▶ [やること]:
**a.** 旧車のベンツについての記事から、「スリーポインテッドスターが誇らしげに輝く。」から下の「角形ライトとクロームグリルが落ち着いた表情を作る。」までを一字も変えずに写してください。
**b.** YOUさんと旧車のベンツについての記事を、最後の文のあとから続けて書いてください。

▶ [記事]:
· · · · · · ·
横長テールランプは雪や水がたまりにくい凸凹デザイン。
撮影時に本人が運転してきてくれたのは、3年ほど前に購入したという「230E」。ワインレッドともえんじ色とも違う、深みのある、美しい赤色である。実は免許を取得して最初に購入した車も、80年代の「230E」だったそうだ。
「ベージュの『230E』で、今乗っているのと同じ型です。最初から今まで、旧車しか乗ったことがないんですよ。当時大竹まことさんが旧車に乗っていて、『私も旧車に乗りたい!』って言ったら、水戸さん(中古車販売店)を紹介してくれたんです。
最初の車は、『230E』か『280TE』がいいなあと思っていたところ、ちょうど水戸さんの店に『230E』があったんですよ。しかも欲しかったベージュだったので、決めました。26歳のときです」。
免許をとって初めての車が、旧車の「230E」。いい車だが、当時の一般的な車選びとは少し視点が違うと思う。
やや大きめのクラシックなハンドルは、しっかりとした握り心地。
「教習所の普通の車に比べて、ハンドルが大きくて重いんです。ドアも重いし。でもしっくりきたんですよね。これだよ、って。当時から旧車の良さは知っていました。周りのお洒落な大人たちがみんな旧車に乗っていたので。ベンツにボルボ、ルノー……。
最初はベンツに乗って、あとでほかの車に変えてもいいかな、なんて思っていました。でも結局、最初から最後までずっとベンツになっちゃっちゃいましたね」。
YOUさんが乗り継いできた、70年代中期〜80年代中期のメルセデス・ベンツ。ずばり、この時代のベンツの魅力とは?
スリーポインテッドスターが誇らしげに輝く。
「いわゆる“縦目”(1960年代を中心に生産された縦型ヘッドライトのベンツ)のような、本当に古いタイプの旧車には乗ったことがないんです。当時『もっと年を取ったら、ハイクラスの、ヴィンテージの旧車に乗ってもいいな』とは思っていたんですが。
でも結局、仕事も子育ても忙しくなっちゃったんですよね。つまり、そういうハイクラスな旧車を愛でるように乗る生活にはならなかった、ってこと。逆に言うと、これくらいの旧車が、私のライフスタイルには合ってたみたい。実用的で、あれこれ気を使わなくていい車」。
セダンの「230E」と、ワゴンの「280TE」。メルセデス・ベンツの質実剛健を具現する名車である。その一方でYOUさんは、ハイクラスな2シーター「500SL」にも乗ってきた。
角形ライトとクロームグリルが落ち着いた表情を作る。
「これまでに2台乗りました。やっぱり『230E』、『280TE』とは全然違いますよね。30歳の頃に1台目に乗って……うん、めっちゃ好きだった。エンジンの音も好きだった。
そのあと『280TE』を挟んで、33、4歳頃に2台目の『500SL』に。妊娠中でも乗っていました。で、子供が生まれてまた『280TE』に戻しました。チャイルドシートとか着けなきゃいけないしね」。
“今のところ”最後の車

そして今YOUさんは再び、免許をとった当時と同じ「230E」に乗っている。
· · · · · · ·
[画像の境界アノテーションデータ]
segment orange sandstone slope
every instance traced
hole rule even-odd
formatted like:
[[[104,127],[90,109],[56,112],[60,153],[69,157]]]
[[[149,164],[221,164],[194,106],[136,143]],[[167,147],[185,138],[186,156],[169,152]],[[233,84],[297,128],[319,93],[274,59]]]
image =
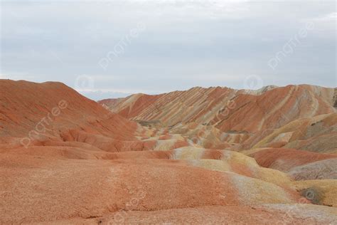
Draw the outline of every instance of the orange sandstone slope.
[[[0,146],[61,145],[108,152],[151,149],[139,124],[60,83],[0,80]]]
[[[99,103],[127,118],[156,122],[154,125],[168,127],[171,133],[205,147],[247,150],[289,144],[287,147],[320,151],[322,143],[316,145],[316,140],[323,139],[332,142],[323,148],[331,152],[337,147],[336,93],[307,85],[258,90],[193,88],[157,95],[133,95],[112,100],[113,104],[111,100]],[[260,142],[277,132],[273,139]]]

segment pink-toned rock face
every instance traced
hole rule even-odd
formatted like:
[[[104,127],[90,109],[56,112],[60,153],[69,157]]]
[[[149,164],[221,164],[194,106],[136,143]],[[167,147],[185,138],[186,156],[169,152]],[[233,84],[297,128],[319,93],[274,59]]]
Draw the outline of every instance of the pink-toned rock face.
[[[0,80],[0,224],[333,224],[333,95]]]

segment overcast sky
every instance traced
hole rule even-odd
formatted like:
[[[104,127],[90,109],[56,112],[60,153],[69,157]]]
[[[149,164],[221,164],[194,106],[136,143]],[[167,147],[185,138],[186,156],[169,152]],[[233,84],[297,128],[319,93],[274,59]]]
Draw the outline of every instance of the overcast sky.
[[[335,1],[2,1],[6,79],[98,100],[193,86],[336,87]]]

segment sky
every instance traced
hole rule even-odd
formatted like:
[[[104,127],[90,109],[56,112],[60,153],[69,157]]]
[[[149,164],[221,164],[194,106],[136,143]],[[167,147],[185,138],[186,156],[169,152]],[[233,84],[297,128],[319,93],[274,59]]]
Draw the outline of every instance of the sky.
[[[0,78],[100,100],[337,86],[335,1],[1,1]]]

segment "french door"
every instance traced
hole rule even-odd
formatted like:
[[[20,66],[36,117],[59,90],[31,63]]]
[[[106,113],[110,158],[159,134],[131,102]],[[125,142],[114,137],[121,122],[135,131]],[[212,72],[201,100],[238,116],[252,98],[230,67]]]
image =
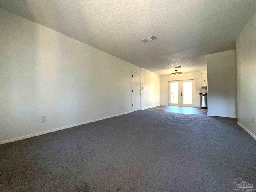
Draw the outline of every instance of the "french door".
[[[169,82],[169,105],[194,106],[194,79]]]

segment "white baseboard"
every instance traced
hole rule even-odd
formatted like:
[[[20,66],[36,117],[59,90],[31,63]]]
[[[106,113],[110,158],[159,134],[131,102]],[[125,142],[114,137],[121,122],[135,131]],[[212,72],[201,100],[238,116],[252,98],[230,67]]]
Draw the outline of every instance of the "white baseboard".
[[[142,108],[141,110],[145,110],[145,109],[148,109],[150,108],[152,108],[153,107],[158,107],[158,106],[160,106],[160,105],[153,105],[152,106],[150,106],[150,107],[144,107],[143,108]]]
[[[236,122],[236,123],[237,123],[238,125],[239,125],[239,126],[240,126],[243,129],[244,129],[244,130],[245,131],[247,132],[251,136],[253,137],[254,138],[254,139],[256,140],[256,135],[254,135],[253,133],[252,133],[252,132],[249,131],[248,129],[247,129],[247,128],[246,128],[243,125],[241,124],[238,121]]]
[[[115,117],[116,116],[119,116],[120,115],[124,115],[128,113],[131,113],[132,111],[129,111],[128,112],[126,112],[125,113],[120,113],[120,114],[117,114],[116,115],[112,115],[111,116],[108,116],[108,117],[103,117],[102,118],[100,118],[99,119],[95,119],[94,120],[92,120],[90,121],[86,121],[86,122],[83,122],[82,123],[78,123],[77,124],[75,124],[72,125],[69,125],[68,126],[66,126],[65,127],[60,127],[59,128],[57,128],[56,129],[51,129],[47,131],[43,131],[42,132],[40,132],[37,133],[35,133],[34,134],[31,134],[30,135],[26,135],[25,136],[22,136],[22,137],[18,137],[17,138],[14,138],[14,139],[9,139],[8,140],[6,140],[5,141],[0,142],[0,145],[4,144],[5,143],[10,143],[11,142],[13,142],[16,141],[18,141],[19,140],[22,140],[22,139],[26,139],[30,138],[30,137],[35,137],[36,136],[38,136],[39,135],[43,135],[44,134],[46,134],[47,133],[51,133],[52,132],[54,132],[55,131],[60,131],[63,129],[67,129],[68,128],[70,128],[71,127],[75,127],[76,126],[78,126],[79,125],[84,125],[87,123],[92,123],[95,121],[99,121],[100,120],[102,120],[105,119],[107,119],[108,118],[110,118],[111,117]]]

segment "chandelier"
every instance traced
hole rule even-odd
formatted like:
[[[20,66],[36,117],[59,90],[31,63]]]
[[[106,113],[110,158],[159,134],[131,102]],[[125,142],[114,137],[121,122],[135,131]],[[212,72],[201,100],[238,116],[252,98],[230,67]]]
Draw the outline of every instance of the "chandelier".
[[[178,70],[175,70],[175,73],[171,73],[171,77],[177,77],[177,76],[181,76],[182,75],[182,73],[178,72],[177,71]]]

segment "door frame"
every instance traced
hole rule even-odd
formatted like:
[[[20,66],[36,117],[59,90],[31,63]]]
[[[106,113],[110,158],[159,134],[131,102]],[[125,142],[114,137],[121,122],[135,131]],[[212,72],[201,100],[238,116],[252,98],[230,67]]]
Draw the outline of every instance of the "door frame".
[[[187,81],[187,80],[194,80],[194,106],[193,107],[195,107],[195,103],[196,103],[196,78],[194,78],[194,79],[182,79],[182,80],[172,80],[172,81],[168,81],[168,106],[176,106],[175,105],[170,105],[170,102],[169,101],[170,101],[170,87],[169,86],[170,85],[170,82],[175,82],[175,81],[181,81],[181,83],[180,83],[180,92],[181,92],[181,81]],[[180,99],[180,106],[181,106],[181,98]]]
[[[184,81],[194,81],[194,87],[192,88],[192,92],[193,92],[193,94],[194,94],[194,95],[192,96],[192,104],[183,104],[183,100],[182,99],[181,99],[181,105],[182,106],[182,107],[194,107],[195,106],[195,80],[194,79],[189,79],[188,80],[181,80],[181,82],[182,82],[182,81],[183,81],[183,82]],[[193,83],[192,83],[193,84]],[[181,90],[182,90],[182,91],[183,91],[183,92],[184,92],[184,90],[183,90],[183,84],[182,83],[182,82],[181,83]],[[184,94],[184,93],[182,93],[182,94]],[[192,105],[192,106],[191,106],[191,105]]]
[[[169,81],[168,82],[168,105],[169,106],[181,106],[181,99],[179,100],[178,103],[175,104],[173,103],[171,105],[171,98],[170,98],[170,96],[171,95],[171,89],[170,89],[170,85],[172,82],[173,83],[180,83],[180,80],[178,80],[177,81]],[[181,94],[181,83],[179,83],[179,92],[178,94],[180,96]],[[179,98],[180,98],[180,96],[179,96]]]
[[[131,89],[131,92],[132,93],[132,103],[131,104],[131,108],[132,109],[132,112],[133,112],[133,111],[132,110],[132,101],[133,101],[133,96],[132,96],[132,73],[133,72],[134,72],[134,73],[138,73],[138,74],[140,74],[140,93],[141,93],[142,91],[141,91],[141,73],[139,73],[138,72],[137,72],[136,71],[133,71],[132,70],[132,75],[131,75],[131,78],[132,78],[131,80],[132,80],[132,88]],[[141,95],[142,94],[140,94],[140,110],[141,110]]]

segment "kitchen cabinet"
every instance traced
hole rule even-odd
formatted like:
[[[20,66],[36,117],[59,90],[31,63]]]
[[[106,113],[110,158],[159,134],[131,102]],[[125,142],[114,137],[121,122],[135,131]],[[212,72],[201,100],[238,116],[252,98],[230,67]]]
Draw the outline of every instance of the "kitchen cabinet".
[[[201,72],[201,86],[207,86],[207,71],[203,71]]]

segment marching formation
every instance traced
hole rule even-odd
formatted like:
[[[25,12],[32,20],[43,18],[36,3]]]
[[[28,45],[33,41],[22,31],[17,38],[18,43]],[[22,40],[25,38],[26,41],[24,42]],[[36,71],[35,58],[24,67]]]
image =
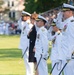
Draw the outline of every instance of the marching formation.
[[[74,6],[64,3],[48,30],[45,17],[22,11],[18,21],[21,27],[19,49],[22,50],[26,75],[48,75],[49,41],[52,42],[50,75],[74,75],[73,11]]]

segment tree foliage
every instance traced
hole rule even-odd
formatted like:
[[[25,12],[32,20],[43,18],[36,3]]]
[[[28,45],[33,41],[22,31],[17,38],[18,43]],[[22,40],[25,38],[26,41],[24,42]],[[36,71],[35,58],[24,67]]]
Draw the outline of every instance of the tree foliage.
· · · · · · ·
▶ [解答一覧]:
**a.**
スリーポインテッドスターが誇らしげに輝く。
「いわゆる“縦目”(1960年代を中心に生産された縦型ヘッドライトのベンツ)のような、本当に古いタイプの旧車には乗ったことがないんです。当時『もっと年を取ったら、ハイクラスの、ヴィンテージの旧車に乗ってもいいな』とは思っていたんですが。
でも結局、仕事も子育ても忙しくなっちゃったんですよね。つまり、そういうハイクラスな旧車を愛でるように乗る生活にはならなかった、ってこと。逆に言うと、これくらいの旧車が、私のライフスタイルには合ってたみたい。実用的で、あれこれ気を使わなくていい車」。
セダンの「230E」と、ワゴンの「280TE」。メルセデス・ベンツの質実剛健を具現する名車である。その一方でYOUさんは、ハイクラスな2シーター「500SL」にも乗ってきた。
角形ライトとクロームグリルが落ち着いた表情を作る。

**b.**
「65歳くらいで運転免許を返納しようかなって、何となく思っていたんです。だから最後は、初めて乗った『230E』に戻ろうと。そんなとき、新たに知り合った中古車屋さんにちょうどこの子がいたので、即買いしました。とってもキレイで、程度が良くて。
で、ずっと私の保険を担当してくれている、車好きの知り合いがいるんです。その方にこの『230E』を見てもらったら、こんな提案をしてくれて。
『びっくりするほどコンディションのいい車です。だからこそ逆に、少し悪いところは全部直しちゃいませんか?』
より長く乗れるように、最初にしっかり直そうと。そこで、とある“レジェンド”のいる工場に修理に出しました。 改めて内部を見てもらいながら、丁寧に修理していただいて……結局この子の“入院”には、2年かかりましたね」。
アメ車製クーラーに換装したこだわりも光る。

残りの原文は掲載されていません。